§ Enunciado do exercício: De acordo com o excerto do documento, em quanto subiu a produção de leite das cabras quando expostas ao tema de Mariah Carey?

§ Excerto do documento:
VACAS QUE RIEM — VACAS FELIZES
Numa
minha anterior crónica, escrita já em 2017, abordei a notícia que dava conta
que um produtor do Reino Unido descobriu que as suas “cabras produzem mais de
20% de leite do que o habitual, quando expostas ao tema “All I want for
Christmas is you”, de Mariah Carey. Não tenho razões para duvidar que tivessem produzido
mais, mas, sinceramente, não acho que sejam “cabras felizes”. Não estou a ver
este produtor a colocar altifalantes nos prados verdes e húmidos do Reino
Unido, para extasiar musicalmente os seus animais. E não estou a ver estas
cabras felizes por estarem sempre a ouvir o mesmo tema, independentemente
da preferência do produtor de leite por esta cantora, compositora e produtora
musical americana.

Parte de um ficheiro de dados
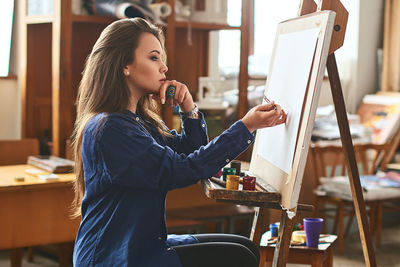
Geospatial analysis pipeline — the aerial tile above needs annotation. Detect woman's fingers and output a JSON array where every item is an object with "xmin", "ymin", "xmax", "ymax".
[
  {"xmin": 175, "ymin": 84, "xmax": 188, "ymax": 105},
  {"xmin": 256, "ymin": 101, "xmax": 278, "ymax": 111}
]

§ Exercício resolvido: Mais de 20% face ao habitual.